:: PAGE ::
Dans tout ce compte, nous avons pris une moyenne de production d’une période de 10 ans. La moyenne des prix de vente est également calculée sur la même période de temps; on comprend que si, à suite d’intempéries, la vigne ne donne pas le chiffre d’hectolitres avancé par nous, le prix de l’hectolitre s’élèvera proportionnellement, comme aussi, si la récolte est très-abondante, les prix peuvent baisser; toutefois, on doit observer que dans ce dernier cas, un moyen certain de conserver aux vins une valeur élevée, c’est de les garder en cave pour ne les vendre que dans l’année qui suivra une récolte peu abondante: en agissant ainsi, on réalisera même des bénéfices sensibles, le vin augmentant chaque année de valeur dans une grande proportion.
Entre les mains de certains auteurs, la nature est toujours animée et féconde; autour d’eux, tout vit, tout respire; et leur imagination qui nous fournit sans cesse des tableaux variés à l’infini, voudrait nous faire partager les illusions de leurs rêves, et l’espoir de succès toujours nouveaux. Ils oublient trop facilement que les propriétaires viticoles se laissent peu diriger par des œuvres de fantaisie ou le caprice supplée à chaque instant aux notions scientifiques et aux faits d’expérimentation; aussi, pour qu’on ne puisse pas nous confondre avec eux, nous allons essayer d’expliquer et de légitimer le chiffre de 50 hectolitres à l’hectare, seule base de nos calculs qu’on peut encore considérer comme une supposition.
:::
:: ITEMS FOURNIS ::
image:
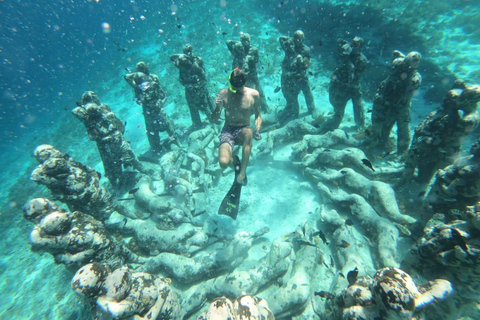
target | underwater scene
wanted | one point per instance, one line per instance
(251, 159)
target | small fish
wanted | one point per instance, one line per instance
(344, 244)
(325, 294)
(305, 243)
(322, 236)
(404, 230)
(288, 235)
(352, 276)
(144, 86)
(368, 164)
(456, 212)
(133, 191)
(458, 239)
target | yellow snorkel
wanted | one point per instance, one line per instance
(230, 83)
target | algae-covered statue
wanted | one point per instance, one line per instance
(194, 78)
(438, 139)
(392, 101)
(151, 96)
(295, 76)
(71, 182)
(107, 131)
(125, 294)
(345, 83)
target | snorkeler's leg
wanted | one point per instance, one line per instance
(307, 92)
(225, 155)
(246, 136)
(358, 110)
:::
:: ITEMS FOURNIS ::
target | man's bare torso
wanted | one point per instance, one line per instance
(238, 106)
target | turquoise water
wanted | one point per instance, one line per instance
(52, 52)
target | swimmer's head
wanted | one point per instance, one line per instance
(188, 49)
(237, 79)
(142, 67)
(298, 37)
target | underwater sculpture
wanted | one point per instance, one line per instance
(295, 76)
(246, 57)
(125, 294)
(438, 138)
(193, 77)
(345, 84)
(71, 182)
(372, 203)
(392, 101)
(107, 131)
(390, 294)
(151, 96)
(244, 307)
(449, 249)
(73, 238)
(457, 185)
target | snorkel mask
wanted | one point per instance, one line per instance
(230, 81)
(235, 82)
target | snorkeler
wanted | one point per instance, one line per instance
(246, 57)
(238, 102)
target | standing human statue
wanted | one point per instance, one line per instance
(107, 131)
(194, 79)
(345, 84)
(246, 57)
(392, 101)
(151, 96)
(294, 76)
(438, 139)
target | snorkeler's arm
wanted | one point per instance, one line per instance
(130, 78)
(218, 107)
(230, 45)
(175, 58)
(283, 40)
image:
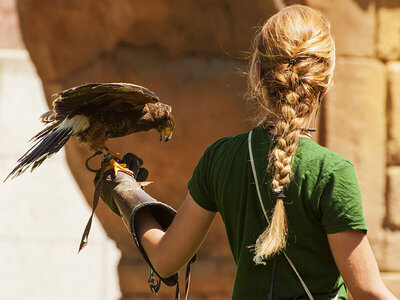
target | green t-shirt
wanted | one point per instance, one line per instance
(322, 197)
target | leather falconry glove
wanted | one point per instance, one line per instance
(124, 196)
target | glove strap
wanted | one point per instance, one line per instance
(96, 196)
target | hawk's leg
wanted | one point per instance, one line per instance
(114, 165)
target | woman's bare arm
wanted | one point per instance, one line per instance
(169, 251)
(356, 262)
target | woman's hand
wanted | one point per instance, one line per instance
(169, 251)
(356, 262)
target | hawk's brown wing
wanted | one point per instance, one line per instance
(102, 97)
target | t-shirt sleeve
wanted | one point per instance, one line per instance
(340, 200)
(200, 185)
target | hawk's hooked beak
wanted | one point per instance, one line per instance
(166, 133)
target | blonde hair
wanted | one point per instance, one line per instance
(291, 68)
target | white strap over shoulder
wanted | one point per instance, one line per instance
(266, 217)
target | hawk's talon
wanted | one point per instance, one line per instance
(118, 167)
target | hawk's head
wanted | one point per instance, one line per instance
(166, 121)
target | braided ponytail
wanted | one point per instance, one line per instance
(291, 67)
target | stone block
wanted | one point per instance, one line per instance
:::
[CONSIGNE]
Restituez à l'identique tout ce qui va de « Entre les mains » jusqu'à « comme une supposition. » dans la page sur la production des vignes.

[RÉPONSE]
Entre les mains de certains auteurs, la nature est toujours animée et féconde; autour d’eux, tout vit, tout respire; et leur imagination qui nous fournit sans cesse des tableaux variés à l’infini, voudrait nous faire partager les illusions de leurs rêves, et l’espoir de succès toujours nouveaux. Ils oublient trop facilement que les propriétaires viticoles se laissent peu diriger par des œuvres de fantaisie ou le caprice supplée à chaque instant aux notions scientifiques et aux faits d’expérimentation; aussi, pour qu’on ne puisse pas nous confondre avec eux, nous allons essayer d’expliquer et de légitimer le chiffre de 50 hectolitres à l’hectare, seule base de nos calculs qu’on peut encore considérer comme une supposition.